> ITEMS
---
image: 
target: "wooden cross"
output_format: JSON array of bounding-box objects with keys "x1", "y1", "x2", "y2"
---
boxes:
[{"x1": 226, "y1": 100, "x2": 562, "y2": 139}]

> TASK STATEMENT
Reproduce every line of the items above verbatim, leaving each character unchanged.

> WORKED SOLUTION
---
image: 
target: "wooden cross"
output_format: JSON array of bounding-box objects with keys "x1", "y1", "x2", "y2"
---
boxes:
[{"x1": 226, "y1": 100, "x2": 562, "y2": 139}]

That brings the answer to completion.